### [What is needed]
Copy out word for word the part of the listing below that opens with the line containing "Place one point per instance of the cherub's" and continues through the last line of the listing, including both ends.

### [Records for the exercise]
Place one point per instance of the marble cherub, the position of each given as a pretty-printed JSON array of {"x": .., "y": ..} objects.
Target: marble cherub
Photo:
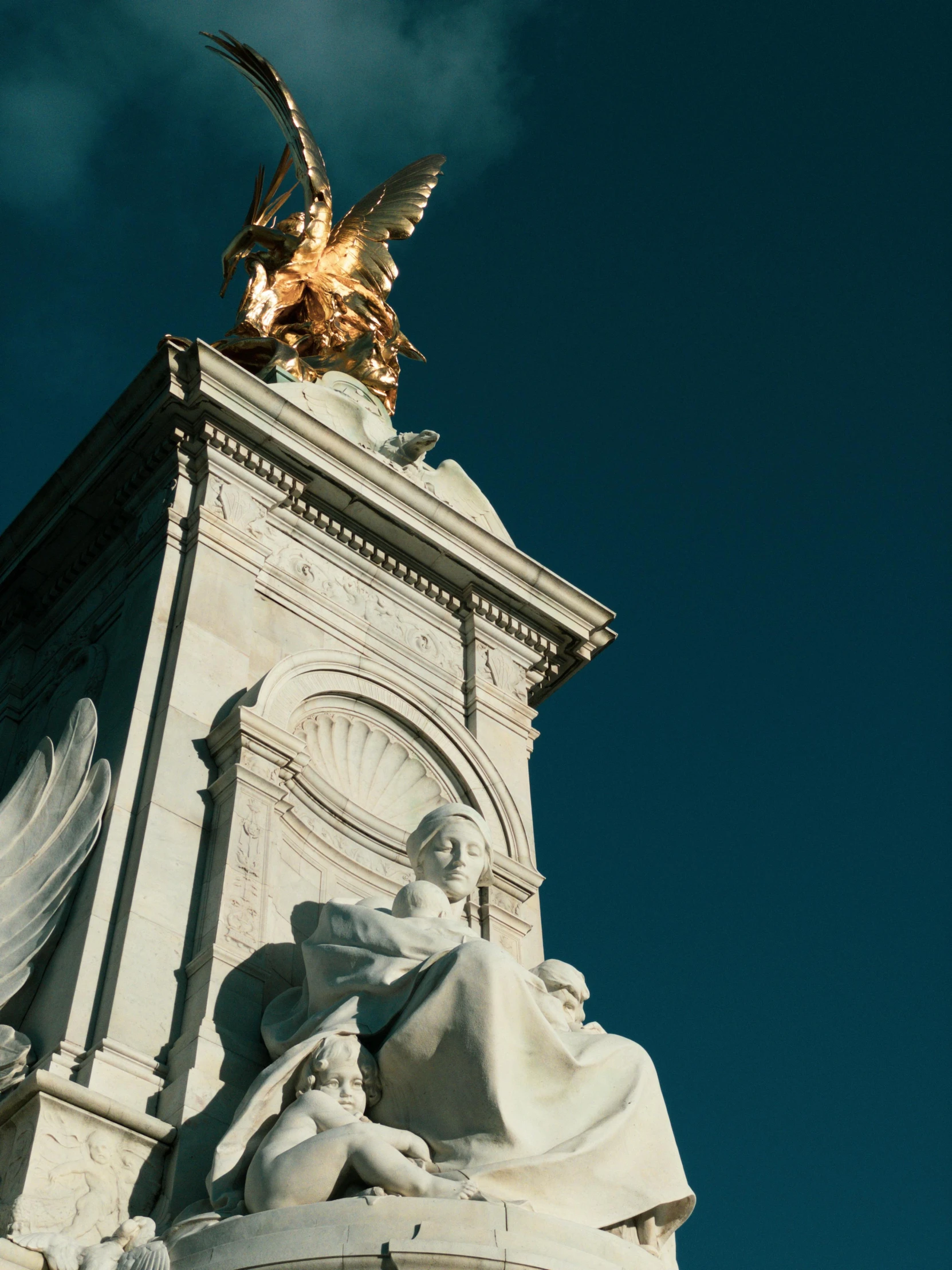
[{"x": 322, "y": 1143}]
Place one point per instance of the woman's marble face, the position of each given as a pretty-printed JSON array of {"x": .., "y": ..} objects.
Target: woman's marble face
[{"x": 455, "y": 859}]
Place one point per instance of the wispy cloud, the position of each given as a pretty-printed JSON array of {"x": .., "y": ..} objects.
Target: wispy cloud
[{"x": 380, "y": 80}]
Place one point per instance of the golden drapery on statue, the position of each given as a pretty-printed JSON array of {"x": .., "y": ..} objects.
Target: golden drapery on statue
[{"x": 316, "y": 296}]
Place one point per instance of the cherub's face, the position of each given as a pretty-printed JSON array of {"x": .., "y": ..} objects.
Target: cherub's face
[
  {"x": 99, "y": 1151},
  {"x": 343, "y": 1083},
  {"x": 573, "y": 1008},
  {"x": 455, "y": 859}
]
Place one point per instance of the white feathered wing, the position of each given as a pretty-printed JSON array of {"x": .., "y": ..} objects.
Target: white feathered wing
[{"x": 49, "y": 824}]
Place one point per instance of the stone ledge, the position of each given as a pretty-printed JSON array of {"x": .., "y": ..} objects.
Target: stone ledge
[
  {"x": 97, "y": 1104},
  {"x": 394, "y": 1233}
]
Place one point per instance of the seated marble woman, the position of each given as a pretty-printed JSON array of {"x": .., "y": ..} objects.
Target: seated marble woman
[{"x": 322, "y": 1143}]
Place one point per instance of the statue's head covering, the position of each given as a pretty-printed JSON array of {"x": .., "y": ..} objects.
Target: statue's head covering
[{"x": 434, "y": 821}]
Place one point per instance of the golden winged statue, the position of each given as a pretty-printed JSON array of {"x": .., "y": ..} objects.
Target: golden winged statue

### [Task result]
Place one point per instance of the cherub's face, the position of each given as a pretty-printed JSON array of {"x": .., "y": ..} objects.
Target: cherub's face
[
  {"x": 99, "y": 1151},
  {"x": 343, "y": 1083},
  {"x": 573, "y": 1008},
  {"x": 455, "y": 859}
]
Place one point per instance of the white feathered wing, the position of each given as a pretty-printed JSON array of {"x": .., "y": ..} objects.
Target: white feathered wing
[{"x": 49, "y": 824}]
Place one point per instance of the stone ledge, the position of each given as a pretty-printed JSON array of {"x": .., "y": ..} objects.
Target: stone ledge
[
  {"x": 97, "y": 1104},
  {"x": 394, "y": 1233}
]
Place one point per instance of the seated marble woman, the position of each given as a pretty-printed JSON array of {"x": .., "y": ..} objects.
Target: seated marble woman
[{"x": 322, "y": 1143}]
Place one point per instance of the statue's head covering, the position of each given as a pretty-printed JSON array of {"x": .., "y": ..} objects.
Target: statue's head covering
[{"x": 434, "y": 821}]
Place one point per instance of the golden winged statue, the position of each given as a pretty-printed JSON array of {"x": .., "y": ..} objects.
Target: golden winged statue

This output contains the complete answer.